Data supplied
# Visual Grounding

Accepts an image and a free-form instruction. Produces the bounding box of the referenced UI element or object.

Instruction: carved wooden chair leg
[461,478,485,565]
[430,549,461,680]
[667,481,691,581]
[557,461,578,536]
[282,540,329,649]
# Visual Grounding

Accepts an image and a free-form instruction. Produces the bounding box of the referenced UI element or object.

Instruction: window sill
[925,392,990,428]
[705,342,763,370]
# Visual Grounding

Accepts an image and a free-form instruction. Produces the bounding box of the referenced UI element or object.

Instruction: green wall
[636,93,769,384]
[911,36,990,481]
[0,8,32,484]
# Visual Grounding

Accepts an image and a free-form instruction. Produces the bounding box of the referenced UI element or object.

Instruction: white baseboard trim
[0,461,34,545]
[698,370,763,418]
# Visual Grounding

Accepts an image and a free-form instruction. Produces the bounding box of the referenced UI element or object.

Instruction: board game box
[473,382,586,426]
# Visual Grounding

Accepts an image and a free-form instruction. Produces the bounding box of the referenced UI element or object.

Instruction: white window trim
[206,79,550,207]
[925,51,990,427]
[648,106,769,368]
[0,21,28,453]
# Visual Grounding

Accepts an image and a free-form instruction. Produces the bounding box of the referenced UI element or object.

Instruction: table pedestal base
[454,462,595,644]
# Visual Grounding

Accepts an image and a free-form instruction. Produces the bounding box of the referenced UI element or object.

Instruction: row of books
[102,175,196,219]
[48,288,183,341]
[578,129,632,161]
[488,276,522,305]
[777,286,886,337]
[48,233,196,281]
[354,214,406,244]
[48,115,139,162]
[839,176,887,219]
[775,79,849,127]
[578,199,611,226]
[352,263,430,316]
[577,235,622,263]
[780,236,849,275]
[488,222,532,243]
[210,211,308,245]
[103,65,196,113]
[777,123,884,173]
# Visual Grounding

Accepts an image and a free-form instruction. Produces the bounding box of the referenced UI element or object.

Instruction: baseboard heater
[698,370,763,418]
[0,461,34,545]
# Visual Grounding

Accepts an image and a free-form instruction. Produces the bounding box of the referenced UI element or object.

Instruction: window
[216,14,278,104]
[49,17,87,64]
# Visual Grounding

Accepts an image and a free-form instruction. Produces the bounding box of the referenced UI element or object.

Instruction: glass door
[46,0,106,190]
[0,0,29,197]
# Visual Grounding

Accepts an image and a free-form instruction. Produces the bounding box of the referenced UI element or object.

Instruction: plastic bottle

Aim of the task
Pick out each line in the rows above that contains the string "trim", with case counting, and copy those lines out.

Result
Instruction: white baseboard trim
Instruction: white window trim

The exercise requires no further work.